**WRITTEN TASK 1:**
In the ElasticSearch name-search answer, why do results include people without the forename Michael?
**WRITTEN TASK 2:**
Pick up the ElasticSearch name-search answer from the point it stops and carry it on.

ElasticSearch - Searching For Human Names

17,969

First, I recreated your current configuration in Play: https://www.found.no/play/gist/867785a709b4869c5543

If you go there, switch to the "Analysis"-tab to see how the text is transformed:

Note, for example that Heaney ends up tokenized as [hn, heanei] with the search_analyzer and as [HN, heanei] with the index_analyzer. Note the case-difference for the metaphone-term. Thus, that one is not matching.

The fuzzy-query does not do query time text analysis. Thus, you end up comparing Heavey with heanei. This has a Damerau-Levenshtein distance longer than what your parameters allow.

What you really want to do is using the fuzzy functionality of match. Match does do query time text analysis, and has a fuzziness-parameter.

As for the fuzziness, this changed a bit in Lucene 4. Before, it was typically specified as a float. Now it should be specified as the allowed distance. There's an outstanding pull request to clarify that: https://github.com/elasticsearch/elasticsearch/pull/4332/files

The reason why you are getting people without the forename Michael is that you are doing a bool.should. This has OR-semantics. It's sufficient that one matches, but scoring-wise it's better the more that matches.

Lastly, combining all that filtering into the same term is not necessarily the best approach. For example, you cannot know and boost exact spellings. What you should consider is using a multi_field to process the field in many ways.

Here's an example you can play with, with the curl commands to recreate it below. I'd skip using the "porter" stemmer entirely for this, however. I kept it just to show how multi_field works. Using a combination of match, match with fuzziness and phonetic matching should get you far. (Make sure you don't allow fuzziness when you do phonetic matching - or you'll get uselessly fuzzy matching. :-)

#!/bin/bash

export ELASTICSEARCH_ENDPOINT="http://localhost:9200"

# Create indexes

curl -XPUT "$ELASTICSEARCH_ENDPOINT/play" -d '{
    "settings": {
        "analysis": {
            "text": [
                "Michael",
                "Heaney",
                "Heavey"

**RECORD EXTRACTS:**
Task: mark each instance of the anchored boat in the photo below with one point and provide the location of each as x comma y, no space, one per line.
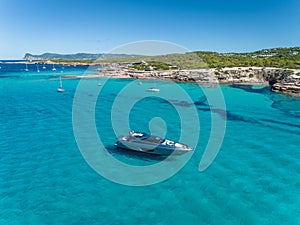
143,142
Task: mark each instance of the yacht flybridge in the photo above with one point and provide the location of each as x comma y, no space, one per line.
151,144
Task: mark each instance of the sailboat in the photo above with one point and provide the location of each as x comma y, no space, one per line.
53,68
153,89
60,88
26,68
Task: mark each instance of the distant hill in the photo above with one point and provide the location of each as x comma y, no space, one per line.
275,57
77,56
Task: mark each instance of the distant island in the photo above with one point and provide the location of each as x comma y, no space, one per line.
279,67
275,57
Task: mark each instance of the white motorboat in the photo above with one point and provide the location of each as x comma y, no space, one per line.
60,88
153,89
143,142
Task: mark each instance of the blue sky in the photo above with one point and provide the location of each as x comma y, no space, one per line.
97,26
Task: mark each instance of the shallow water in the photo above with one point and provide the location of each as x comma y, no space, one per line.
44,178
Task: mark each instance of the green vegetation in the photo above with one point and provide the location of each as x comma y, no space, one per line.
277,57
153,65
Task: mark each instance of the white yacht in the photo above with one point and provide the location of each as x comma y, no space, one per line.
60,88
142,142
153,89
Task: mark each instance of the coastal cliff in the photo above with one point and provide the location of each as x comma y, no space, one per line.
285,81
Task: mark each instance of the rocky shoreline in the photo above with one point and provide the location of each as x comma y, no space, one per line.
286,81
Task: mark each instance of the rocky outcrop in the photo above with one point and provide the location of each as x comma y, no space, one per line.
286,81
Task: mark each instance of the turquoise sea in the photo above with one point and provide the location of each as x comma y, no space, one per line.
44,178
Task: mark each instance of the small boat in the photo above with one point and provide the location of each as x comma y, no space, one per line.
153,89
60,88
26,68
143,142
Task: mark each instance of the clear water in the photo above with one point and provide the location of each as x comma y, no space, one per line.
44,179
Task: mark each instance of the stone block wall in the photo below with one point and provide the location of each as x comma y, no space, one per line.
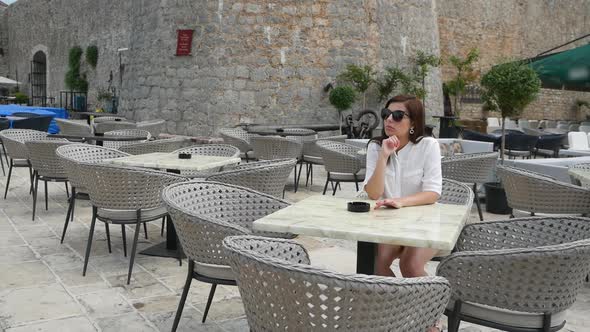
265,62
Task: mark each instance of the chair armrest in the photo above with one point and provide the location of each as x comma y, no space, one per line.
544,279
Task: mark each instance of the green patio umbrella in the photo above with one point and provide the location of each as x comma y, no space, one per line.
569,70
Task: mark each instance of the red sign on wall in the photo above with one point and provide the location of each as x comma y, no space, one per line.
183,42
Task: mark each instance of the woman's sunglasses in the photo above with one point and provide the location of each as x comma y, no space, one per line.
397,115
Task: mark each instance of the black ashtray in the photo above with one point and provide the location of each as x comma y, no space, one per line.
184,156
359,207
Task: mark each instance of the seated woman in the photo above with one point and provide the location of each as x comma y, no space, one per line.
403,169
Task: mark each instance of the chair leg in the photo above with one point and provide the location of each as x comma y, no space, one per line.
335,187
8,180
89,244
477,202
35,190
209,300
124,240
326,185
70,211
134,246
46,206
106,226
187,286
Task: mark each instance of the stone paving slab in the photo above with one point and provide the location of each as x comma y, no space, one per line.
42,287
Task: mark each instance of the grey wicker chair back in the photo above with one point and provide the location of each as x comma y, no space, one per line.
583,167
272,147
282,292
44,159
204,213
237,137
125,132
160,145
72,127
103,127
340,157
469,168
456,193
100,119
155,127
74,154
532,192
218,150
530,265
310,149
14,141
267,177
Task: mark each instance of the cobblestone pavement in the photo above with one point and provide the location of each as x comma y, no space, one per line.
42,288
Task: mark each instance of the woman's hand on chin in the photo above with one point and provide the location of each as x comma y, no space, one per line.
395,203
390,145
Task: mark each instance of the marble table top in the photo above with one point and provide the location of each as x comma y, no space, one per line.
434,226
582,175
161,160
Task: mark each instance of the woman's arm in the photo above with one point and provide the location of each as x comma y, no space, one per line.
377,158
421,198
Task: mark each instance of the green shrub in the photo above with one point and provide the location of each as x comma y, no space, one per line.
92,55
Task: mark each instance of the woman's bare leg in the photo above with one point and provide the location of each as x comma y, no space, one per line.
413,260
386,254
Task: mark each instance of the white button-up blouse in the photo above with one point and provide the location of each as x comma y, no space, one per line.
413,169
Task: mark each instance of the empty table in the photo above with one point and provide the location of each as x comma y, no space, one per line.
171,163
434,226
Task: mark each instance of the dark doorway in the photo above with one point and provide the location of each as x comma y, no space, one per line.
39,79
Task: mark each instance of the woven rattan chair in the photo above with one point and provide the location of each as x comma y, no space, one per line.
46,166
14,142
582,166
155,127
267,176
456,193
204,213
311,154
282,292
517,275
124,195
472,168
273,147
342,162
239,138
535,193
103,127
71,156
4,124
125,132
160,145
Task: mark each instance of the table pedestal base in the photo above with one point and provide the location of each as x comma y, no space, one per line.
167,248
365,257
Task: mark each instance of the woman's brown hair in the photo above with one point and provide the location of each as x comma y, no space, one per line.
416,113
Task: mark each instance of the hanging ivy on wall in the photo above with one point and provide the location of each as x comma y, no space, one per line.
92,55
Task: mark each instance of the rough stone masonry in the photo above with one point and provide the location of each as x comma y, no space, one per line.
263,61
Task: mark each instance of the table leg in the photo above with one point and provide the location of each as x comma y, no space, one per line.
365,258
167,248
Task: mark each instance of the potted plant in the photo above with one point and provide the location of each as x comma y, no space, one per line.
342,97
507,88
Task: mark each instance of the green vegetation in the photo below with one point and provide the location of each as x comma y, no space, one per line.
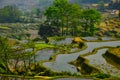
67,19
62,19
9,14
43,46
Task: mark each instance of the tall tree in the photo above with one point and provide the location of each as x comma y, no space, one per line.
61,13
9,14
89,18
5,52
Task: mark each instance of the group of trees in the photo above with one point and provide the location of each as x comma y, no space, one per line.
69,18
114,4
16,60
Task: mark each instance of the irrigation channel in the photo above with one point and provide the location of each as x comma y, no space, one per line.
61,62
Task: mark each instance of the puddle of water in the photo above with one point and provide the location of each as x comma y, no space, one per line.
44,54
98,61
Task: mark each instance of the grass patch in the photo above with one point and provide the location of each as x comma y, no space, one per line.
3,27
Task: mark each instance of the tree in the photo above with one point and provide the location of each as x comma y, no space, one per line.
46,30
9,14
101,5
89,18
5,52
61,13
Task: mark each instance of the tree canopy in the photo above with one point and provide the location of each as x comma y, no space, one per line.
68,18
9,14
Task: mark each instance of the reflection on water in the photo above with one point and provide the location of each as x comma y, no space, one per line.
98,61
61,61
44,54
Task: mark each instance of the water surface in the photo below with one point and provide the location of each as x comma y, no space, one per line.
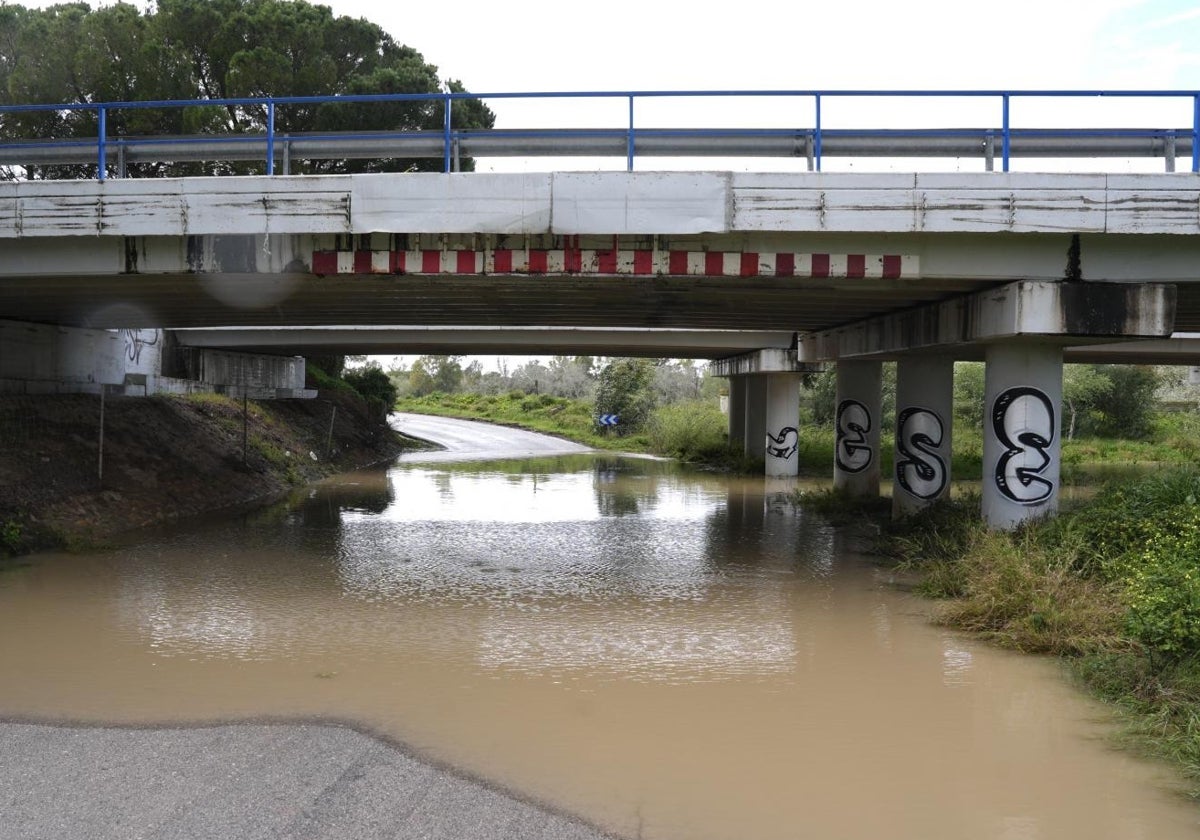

==

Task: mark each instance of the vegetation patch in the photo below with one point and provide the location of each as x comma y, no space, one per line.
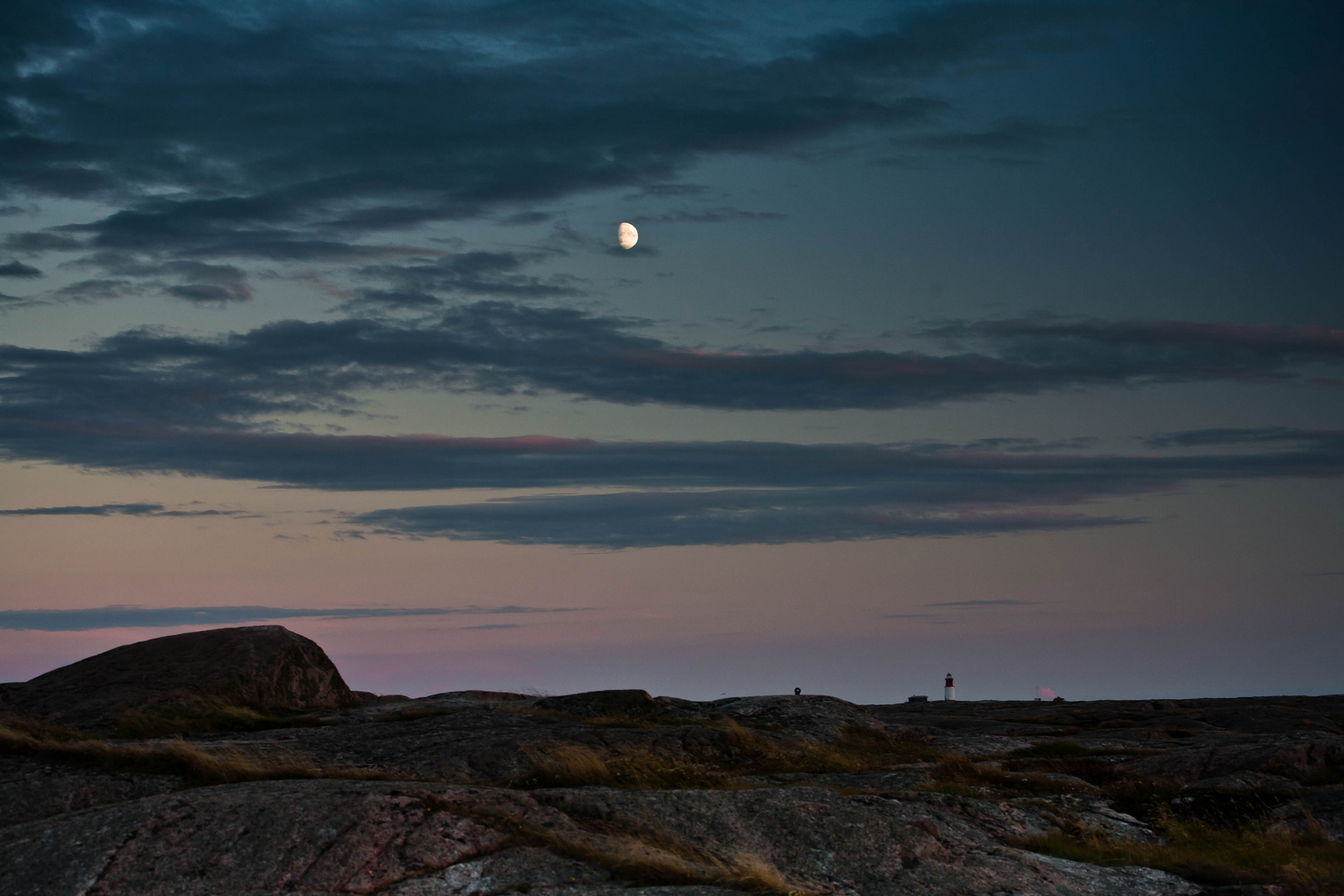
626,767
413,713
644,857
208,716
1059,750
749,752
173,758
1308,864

**FINAL ANSWER 1:**
The query uses a bool.should, which has OR-semantics, so a single matching clause is enough.

**FINAL ANSWER 2:**
            ],
            "analyzer": {
                "metaphone": {
                    "type": "custom",
                    "tokenizer": "standard",
                    "filter": [
                        "my_metaphone"
                    ]
                },
                "porter": {
                    "type": "custom",
                    "tokenizer": "standard",
                    "filter": [
                        "lowercase",
                        "porter_stem"
                    ]
                }
            },
            "filter": {
                "my_metaphone": {
                    "encoder": "metaphone",
                    "replace": false,
                    "type": "phonetic"
                }
            }
        }
    },
    "mappings": {
        "jr": {
            "properties": {
                "pty_surename": {
                    "type": "multi_field",
                    "fields": {
                        "pty_surename": {
                            "type": "string",
                            "analyzer": "simple"
                        },
                        "metaphone": {
                            "type": "string",
                            "analyzer": "metaphone"
                        },
                        "porter": {
                            "type": "string",
                            "analyzer": "porter"
                        }
                    }
                }
            }
        }
    }
}'


# Index documents
curl -XPOST "$ELASTICSEARCH_ENDPOINT/_bulk?refresh=true" -d '
{"index":{"_index":"play","_type":"jr"}}
{"pty_surname":"Heaney"}
{"index":{"_index":"play","_type":"jr"}}
{"pty_surname":"Heavey"}
'

# Do searches

curl -XPOST "$ELASTICSEARCH_ENDPOINT/_search?pretty" -d '
{
    "query": {
        "bool": {
            "should": [
                {
                    "bool": {
                        "should": [
                            {
                                "match": {
                                    "pty_surname": {
                                        "query": "heavey"
                                    }
                                }
                            },
                            {
                                "match": {
                                    "pty_surname": {
                                        "query": "heavey",
                                        "fuzziness": 1
                                    }
                                }
                            },
                            {
                                "match": {
                                    "pty_surename.metaphone": {
                                        "query": "heavey"
                                    }
                                }
                            },
                            {
                                "match": {
                                    "pty_surename.porter": {
                                        "query": "heavey"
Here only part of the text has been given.